• _WORK ITEM_
For every line in the records below that holds "pile", make a copy.

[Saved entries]
• • •
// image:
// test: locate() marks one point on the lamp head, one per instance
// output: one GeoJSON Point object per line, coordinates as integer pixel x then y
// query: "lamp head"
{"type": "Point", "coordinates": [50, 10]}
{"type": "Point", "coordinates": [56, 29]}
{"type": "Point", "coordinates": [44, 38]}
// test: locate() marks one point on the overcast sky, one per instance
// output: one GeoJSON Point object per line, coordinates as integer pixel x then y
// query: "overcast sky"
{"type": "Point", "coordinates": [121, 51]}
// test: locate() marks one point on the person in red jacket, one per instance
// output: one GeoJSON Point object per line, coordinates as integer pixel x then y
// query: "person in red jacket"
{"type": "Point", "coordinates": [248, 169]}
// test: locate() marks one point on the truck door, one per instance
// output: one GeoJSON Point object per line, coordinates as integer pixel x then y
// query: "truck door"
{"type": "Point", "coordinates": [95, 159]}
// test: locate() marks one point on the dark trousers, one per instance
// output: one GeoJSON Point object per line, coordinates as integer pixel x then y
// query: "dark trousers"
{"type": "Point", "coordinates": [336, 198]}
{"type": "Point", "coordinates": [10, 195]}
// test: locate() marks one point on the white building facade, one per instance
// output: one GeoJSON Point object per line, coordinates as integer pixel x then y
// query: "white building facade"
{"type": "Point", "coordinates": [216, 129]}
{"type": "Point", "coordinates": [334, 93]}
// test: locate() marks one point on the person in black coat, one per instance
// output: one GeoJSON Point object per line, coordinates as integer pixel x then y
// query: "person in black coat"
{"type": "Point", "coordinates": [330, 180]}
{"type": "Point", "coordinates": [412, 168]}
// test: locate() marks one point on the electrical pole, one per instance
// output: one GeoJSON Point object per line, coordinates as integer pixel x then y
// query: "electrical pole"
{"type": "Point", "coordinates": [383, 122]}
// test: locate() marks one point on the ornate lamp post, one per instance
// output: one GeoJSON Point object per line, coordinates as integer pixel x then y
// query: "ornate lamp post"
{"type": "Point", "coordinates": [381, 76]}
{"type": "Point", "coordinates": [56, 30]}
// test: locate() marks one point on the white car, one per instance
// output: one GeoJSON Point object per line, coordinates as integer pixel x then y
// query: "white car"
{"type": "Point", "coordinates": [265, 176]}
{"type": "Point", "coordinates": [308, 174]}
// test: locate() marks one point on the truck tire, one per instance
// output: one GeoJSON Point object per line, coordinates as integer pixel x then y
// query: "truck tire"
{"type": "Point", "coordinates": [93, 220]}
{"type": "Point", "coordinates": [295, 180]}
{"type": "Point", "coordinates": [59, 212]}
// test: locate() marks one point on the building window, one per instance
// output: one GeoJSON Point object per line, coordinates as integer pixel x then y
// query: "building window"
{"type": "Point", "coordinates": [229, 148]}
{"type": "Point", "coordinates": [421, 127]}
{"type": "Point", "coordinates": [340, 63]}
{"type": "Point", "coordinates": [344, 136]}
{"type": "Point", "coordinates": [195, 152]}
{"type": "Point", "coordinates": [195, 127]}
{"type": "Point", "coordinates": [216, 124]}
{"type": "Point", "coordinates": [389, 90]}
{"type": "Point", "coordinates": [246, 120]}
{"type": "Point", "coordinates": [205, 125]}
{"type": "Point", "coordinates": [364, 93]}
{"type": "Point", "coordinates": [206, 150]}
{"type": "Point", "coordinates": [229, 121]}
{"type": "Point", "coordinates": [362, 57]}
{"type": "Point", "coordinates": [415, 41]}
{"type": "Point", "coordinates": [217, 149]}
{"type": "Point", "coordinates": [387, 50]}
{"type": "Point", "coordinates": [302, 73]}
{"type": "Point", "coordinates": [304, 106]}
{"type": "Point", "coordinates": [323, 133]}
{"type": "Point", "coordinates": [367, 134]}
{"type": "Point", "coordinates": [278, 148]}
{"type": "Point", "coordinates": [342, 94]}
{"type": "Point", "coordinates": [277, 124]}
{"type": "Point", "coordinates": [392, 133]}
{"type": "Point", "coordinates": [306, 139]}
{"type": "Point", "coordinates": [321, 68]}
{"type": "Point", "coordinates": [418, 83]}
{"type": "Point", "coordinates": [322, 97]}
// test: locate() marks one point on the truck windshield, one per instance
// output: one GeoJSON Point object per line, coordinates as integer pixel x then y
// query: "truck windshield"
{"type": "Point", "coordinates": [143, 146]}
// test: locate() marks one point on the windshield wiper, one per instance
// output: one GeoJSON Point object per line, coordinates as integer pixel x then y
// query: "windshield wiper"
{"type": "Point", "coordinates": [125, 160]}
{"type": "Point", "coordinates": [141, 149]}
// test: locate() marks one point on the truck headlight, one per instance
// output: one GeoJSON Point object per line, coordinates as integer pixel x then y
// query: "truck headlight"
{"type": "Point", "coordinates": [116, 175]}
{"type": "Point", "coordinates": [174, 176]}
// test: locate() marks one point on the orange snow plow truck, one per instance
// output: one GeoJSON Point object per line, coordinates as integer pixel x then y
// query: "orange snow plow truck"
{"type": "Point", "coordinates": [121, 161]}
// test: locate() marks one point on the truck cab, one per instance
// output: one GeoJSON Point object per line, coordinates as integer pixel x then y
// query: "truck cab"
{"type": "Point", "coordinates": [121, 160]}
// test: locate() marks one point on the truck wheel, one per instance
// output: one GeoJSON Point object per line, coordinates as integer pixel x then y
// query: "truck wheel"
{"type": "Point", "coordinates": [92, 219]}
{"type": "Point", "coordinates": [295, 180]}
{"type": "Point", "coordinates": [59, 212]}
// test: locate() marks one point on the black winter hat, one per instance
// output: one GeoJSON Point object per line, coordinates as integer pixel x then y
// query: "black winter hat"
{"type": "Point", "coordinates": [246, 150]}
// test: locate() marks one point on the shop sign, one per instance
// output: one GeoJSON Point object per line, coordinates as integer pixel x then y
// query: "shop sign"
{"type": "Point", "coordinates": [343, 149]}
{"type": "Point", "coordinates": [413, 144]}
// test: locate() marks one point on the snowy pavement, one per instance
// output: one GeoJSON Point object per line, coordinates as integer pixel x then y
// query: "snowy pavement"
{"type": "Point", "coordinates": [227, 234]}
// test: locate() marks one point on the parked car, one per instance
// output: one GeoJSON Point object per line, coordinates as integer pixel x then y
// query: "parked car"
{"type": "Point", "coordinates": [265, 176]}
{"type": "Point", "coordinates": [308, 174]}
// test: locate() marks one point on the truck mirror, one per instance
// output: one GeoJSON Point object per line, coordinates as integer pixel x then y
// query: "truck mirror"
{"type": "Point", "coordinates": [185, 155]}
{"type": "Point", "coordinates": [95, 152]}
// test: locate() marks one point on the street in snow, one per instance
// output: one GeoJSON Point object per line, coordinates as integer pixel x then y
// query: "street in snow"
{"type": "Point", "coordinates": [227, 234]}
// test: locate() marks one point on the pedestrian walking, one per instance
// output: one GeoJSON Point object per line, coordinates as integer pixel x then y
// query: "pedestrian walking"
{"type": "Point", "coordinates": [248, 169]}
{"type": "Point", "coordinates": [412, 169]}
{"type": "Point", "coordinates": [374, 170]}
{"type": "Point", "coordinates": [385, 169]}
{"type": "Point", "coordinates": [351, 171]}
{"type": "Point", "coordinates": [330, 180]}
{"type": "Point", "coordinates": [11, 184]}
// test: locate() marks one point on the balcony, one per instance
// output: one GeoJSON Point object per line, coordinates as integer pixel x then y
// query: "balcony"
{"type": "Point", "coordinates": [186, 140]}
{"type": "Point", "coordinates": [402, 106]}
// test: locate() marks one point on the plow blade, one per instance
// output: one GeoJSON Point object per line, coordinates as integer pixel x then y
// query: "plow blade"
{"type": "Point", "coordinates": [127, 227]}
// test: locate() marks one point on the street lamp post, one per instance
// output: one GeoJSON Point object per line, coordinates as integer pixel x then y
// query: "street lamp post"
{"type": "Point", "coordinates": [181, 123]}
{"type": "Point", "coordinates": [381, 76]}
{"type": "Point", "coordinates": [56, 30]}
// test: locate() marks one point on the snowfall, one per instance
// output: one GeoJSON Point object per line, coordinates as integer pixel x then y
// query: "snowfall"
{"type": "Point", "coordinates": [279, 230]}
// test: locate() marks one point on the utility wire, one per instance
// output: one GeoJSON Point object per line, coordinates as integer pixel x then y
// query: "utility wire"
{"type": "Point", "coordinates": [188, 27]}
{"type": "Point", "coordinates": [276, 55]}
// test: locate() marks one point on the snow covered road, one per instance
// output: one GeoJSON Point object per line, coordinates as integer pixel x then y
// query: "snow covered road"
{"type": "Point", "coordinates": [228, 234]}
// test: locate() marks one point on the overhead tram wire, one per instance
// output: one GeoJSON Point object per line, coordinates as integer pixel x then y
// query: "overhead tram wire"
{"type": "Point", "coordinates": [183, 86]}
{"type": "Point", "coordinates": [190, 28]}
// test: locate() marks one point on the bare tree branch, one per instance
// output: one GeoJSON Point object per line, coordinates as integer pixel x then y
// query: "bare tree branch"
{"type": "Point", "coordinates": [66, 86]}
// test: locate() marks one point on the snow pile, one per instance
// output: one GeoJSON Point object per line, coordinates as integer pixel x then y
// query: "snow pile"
• • •
• _EXERCISE RESULT_
// test: locate() marks one point on the snow pile, one per instance
// query: "snow pile"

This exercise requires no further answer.